(Items from a dataset)
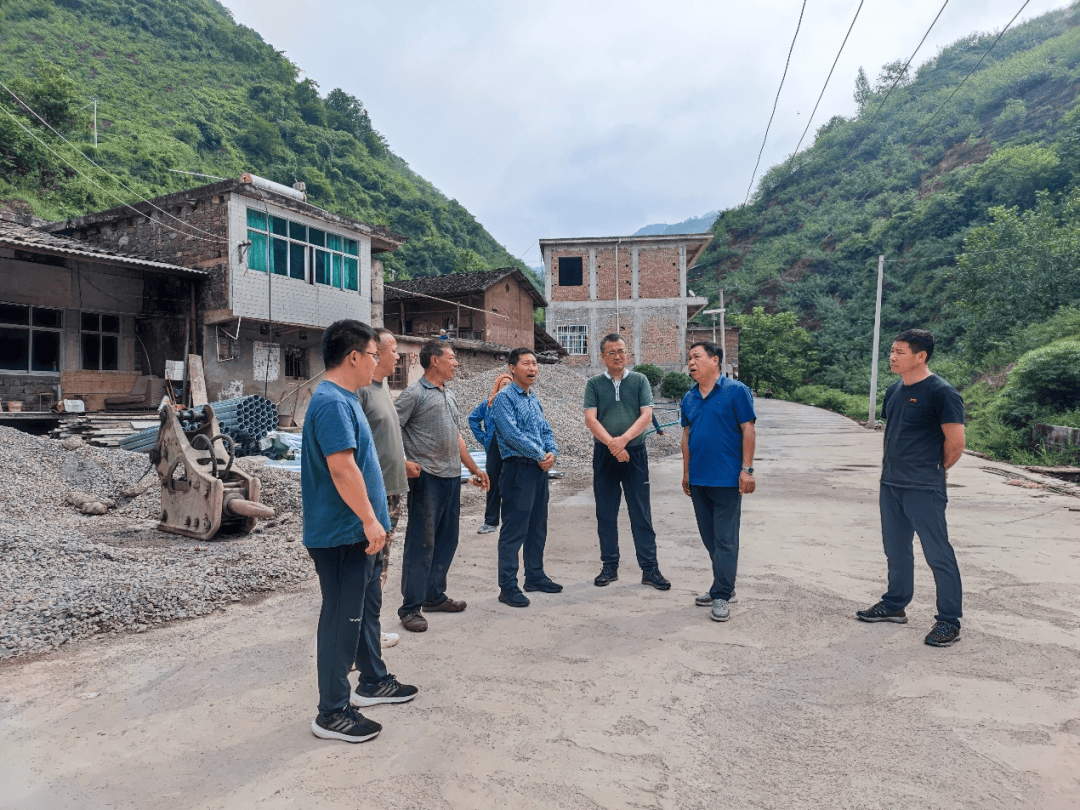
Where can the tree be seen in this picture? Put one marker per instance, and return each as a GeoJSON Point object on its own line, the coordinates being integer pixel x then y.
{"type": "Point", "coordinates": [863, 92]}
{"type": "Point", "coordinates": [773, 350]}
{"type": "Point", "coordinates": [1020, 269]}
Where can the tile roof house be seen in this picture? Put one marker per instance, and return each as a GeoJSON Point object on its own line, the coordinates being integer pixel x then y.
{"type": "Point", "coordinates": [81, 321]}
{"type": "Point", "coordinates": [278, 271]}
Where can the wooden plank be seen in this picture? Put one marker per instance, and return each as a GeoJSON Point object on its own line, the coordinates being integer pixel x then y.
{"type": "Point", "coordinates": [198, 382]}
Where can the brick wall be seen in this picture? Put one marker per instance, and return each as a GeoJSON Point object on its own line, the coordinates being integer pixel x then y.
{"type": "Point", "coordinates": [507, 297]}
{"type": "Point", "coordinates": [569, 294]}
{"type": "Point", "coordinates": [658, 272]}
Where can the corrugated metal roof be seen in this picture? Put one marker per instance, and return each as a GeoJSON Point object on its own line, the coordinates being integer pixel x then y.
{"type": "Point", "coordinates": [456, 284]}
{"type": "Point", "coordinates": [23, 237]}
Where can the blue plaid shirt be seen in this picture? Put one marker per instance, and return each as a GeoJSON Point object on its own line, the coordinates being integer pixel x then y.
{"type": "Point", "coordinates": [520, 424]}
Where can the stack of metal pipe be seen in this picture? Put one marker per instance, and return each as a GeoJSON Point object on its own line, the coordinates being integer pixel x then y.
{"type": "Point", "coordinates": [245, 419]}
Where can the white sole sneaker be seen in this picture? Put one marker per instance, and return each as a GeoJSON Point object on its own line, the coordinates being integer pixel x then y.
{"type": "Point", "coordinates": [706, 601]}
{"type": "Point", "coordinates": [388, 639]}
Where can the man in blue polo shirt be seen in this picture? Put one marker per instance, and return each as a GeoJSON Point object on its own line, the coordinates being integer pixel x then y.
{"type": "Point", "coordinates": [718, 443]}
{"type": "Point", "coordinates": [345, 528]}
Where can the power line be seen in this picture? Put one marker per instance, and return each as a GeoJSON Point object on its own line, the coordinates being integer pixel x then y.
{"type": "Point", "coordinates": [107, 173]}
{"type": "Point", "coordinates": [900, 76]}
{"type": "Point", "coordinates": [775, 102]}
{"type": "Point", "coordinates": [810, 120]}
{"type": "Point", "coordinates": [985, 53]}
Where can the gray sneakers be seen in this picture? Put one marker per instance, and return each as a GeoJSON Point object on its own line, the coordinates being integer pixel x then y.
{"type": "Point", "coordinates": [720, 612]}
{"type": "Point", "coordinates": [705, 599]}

- _Work request_:
Find "Where can the power" in the records above. Repeat its line and every later line exactly, through the last one.

- _Reply to the exercise_:
Where can the power line be seen in this picture? Put one marker per instance, and return each as a GeoJSON Point object on its own line, the coordinates being integer pixel x then y.
{"type": "Point", "coordinates": [107, 173]}
{"type": "Point", "coordinates": [900, 76]}
{"type": "Point", "coordinates": [775, 102]}
{"type": "Point", "coordinates": [810, 120]}
{"type": "Point", "coordinates": [985, 53]}
Where can the gray sneakers be seen in this picture? Put one marker per instance, and return each as a GeoJSON Point object on its own line, the coordinates being integer pixel x then y.
{"type": "Point", "coordinates": [720, 612]}
{"type": "Point", "coordinates": [705, 599]}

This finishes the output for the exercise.